---- Extrait choisi
Thierry Braillard, député (PRG) du Rhône, et Martine Martinel, députée (SRC) de Haute-Garonne, avaient déjà courageusement soutenu notre combat sur l’indépendance de l’audiovisuel à la tribune de l’Assemblée nationale et/ou en commission des affaires culturelles, afin que ce pilier essentiel de la démocratie ne soit plus l’otage d’aucun clan politique.
Aujourd’hui, cela semble évident et limpide pour tous, mais, il y a encore quelques mois, ça l’était beaucoup moins, et nous nous sentions un peu esseulés, quand nous n’étions pas accusés d’être de dangereux extrémistes. Mais les faits sont têtus… et les procès en sorcellerie ont vécu. Cette nuit, le Sénat a donc adopté le projet de loi porté par la ministre de la Culture et déjà voté par l’Assemblée. Ce texte reprend la plupart de nos remarques et propositions, et l’on ne peut évidemment que s’en féliciter. L’enjeu est de taille : il s’agit notamment de rétablir l’indépendance du CSA et des présidents de l’audiovisuel public. Et de rompre définitivement avec les pratiques d’une autre époque, qui faisaient honte à notre République.
“Aujourd'hui, dans cette journée solennelle où je vais faire voter au Sénat une loi audiovisuelle, on a une grande avancée”, a affirmé Aurélie Filippetti, invitée mardi sur Europe 1. Il est indéniable qu’avancée il y a, il est de même incontestable que celle-ci est bien réelle et pas simplement symbolique ou “hypocrite”, comme l’a dit ce matin sur France Inter le député sarkozyste Frank Riester, proche de Michel Boyon (l’ancien président du CSA) et de Pascal Houzelot, patron de la nouvelle chaîne Numéro 23, qui diffuse du téléachat et des séries à bas coût. Bref passage en revue de ce qui va changer.
Nomination des patrons de l’audiovisuel public
C'est le plus important changement porté par le projet de loi. Celui-ci revient en effet sur la réforme de 2009 voulue par l’omniprésident Nicolas Sarkozy, lequel avait retiré au CSA – qui n’était plus qu’une chambre d’enregistrement de la volonté élyséenne – le pouvoir de nomination des patrons de France Télévisions et de Radio France, pour l'attribuer à son auguste personne. Il est vrai qu’à la même époque Nicolas Sarkozy s’autoproclamait également “DRH du PS”... Les Sages décideront donc à nouveau de ces nominations et les actuels dirigeants de l'audiovisuel public resteront en place jusqu'au terme de leur mandat, ce qui est élégant – et d’une certaine façon rassurant quant à la réelle volonté de ce gouvernement de couper enfin le cordon.
--------
● Objectifs:
1) Donnez uniquement le nombre de lignes des enregistrements ci-dessous où figure la chaîne « dark ».
2) Poursuivez, s'il vous plaît, le texte ci-dessus sur la loi audiovisuelle à partir de l'endroit où il s'arrête.
---- Données d'entrée
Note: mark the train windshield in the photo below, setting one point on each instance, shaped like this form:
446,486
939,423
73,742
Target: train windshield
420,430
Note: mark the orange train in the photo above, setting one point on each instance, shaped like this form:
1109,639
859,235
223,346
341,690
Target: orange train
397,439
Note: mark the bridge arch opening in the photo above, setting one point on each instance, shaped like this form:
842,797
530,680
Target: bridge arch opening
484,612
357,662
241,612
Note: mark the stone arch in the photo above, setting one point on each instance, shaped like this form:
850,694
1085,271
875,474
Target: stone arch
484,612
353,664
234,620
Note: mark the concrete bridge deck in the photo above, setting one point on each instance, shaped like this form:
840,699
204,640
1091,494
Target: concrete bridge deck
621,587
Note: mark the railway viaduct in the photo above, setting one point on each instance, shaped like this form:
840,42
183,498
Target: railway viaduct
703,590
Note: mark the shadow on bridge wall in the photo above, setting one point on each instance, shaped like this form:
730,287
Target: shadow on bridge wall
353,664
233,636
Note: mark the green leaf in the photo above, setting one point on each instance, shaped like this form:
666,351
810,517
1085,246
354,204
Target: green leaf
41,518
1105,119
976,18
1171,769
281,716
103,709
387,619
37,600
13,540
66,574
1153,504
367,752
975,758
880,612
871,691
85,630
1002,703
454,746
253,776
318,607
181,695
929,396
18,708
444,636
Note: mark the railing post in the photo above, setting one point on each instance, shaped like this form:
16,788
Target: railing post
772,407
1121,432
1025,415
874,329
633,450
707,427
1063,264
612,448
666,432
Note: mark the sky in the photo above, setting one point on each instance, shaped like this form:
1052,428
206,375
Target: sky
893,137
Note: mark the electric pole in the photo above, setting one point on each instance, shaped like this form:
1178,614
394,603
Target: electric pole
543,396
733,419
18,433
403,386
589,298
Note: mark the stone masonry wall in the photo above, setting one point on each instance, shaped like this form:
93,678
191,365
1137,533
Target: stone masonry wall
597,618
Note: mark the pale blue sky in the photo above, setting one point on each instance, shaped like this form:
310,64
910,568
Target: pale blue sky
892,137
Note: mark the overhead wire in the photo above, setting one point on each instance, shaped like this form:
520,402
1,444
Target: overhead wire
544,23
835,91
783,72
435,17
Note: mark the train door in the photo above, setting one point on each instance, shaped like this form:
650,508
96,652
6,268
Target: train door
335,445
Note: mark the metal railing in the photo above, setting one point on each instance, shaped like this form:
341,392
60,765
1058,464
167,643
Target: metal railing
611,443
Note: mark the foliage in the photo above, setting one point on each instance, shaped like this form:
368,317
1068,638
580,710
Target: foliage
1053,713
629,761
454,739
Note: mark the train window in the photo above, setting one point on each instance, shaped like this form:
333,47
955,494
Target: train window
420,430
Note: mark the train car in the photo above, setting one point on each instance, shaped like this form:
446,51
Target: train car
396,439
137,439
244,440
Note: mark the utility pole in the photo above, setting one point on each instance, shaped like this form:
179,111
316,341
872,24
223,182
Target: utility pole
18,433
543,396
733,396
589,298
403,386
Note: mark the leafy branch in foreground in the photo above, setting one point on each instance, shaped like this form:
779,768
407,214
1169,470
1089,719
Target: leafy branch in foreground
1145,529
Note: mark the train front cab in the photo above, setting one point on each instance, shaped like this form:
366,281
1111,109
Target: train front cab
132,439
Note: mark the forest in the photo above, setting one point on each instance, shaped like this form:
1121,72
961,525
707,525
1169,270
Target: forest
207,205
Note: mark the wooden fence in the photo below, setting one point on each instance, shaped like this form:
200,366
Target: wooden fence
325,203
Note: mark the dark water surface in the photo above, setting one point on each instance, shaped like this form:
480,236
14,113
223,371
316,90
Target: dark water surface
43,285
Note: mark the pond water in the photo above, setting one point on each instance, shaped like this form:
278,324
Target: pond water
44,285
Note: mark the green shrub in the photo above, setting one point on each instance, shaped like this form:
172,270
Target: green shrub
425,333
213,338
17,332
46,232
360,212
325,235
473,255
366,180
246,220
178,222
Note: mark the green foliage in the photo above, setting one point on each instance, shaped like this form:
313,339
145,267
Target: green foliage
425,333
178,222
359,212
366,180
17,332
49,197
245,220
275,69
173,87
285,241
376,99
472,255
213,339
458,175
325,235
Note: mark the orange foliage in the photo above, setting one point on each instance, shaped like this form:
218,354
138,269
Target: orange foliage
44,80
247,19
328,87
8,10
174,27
--------
● Réponses attendues:
1) 2

2)
Autorisation de rendre une chaîne gratuite
Le texte octroie également au CSA le droit d'autoriser une chaîne de la TNT payante à devenir gratuite. “C'est important : des chaînes ont fait certains choix à une époque avec un paysage donné, ces éléments ont évolué depuis”, a indiqué Aurélie Filippetti. Les deux grands groupes privés de télévision gratuite, TF1 et M6, sont évidemment concernés par cette évolution. La direction de TF1 se bat depuis plusieurs années pour le passage de sa chaîne d'information LCI sur la TNT gratuite. LCI, qui est payante, souffre de la concurrence de BFM TV et i-Télé, accessibles gratuitement. De son côté, le groupe M6 a évoqué plusieurs fois le passage en gratuit de sa chaîne Paris Première. Dans cette affaire, on ne comprend pas très bien le soudain malthusianisme du patron du groupe NextRadioTV (propriétaire de BFM TV), Alain Weill, qui affirme qu’il n’y a “pas de place pour trois chaînes d’info en continu sur la TNT”. À vrai dire, c’est surtout aux téléspectateurs d’en décider, et la concurrence ne peut que stimuler la créativité.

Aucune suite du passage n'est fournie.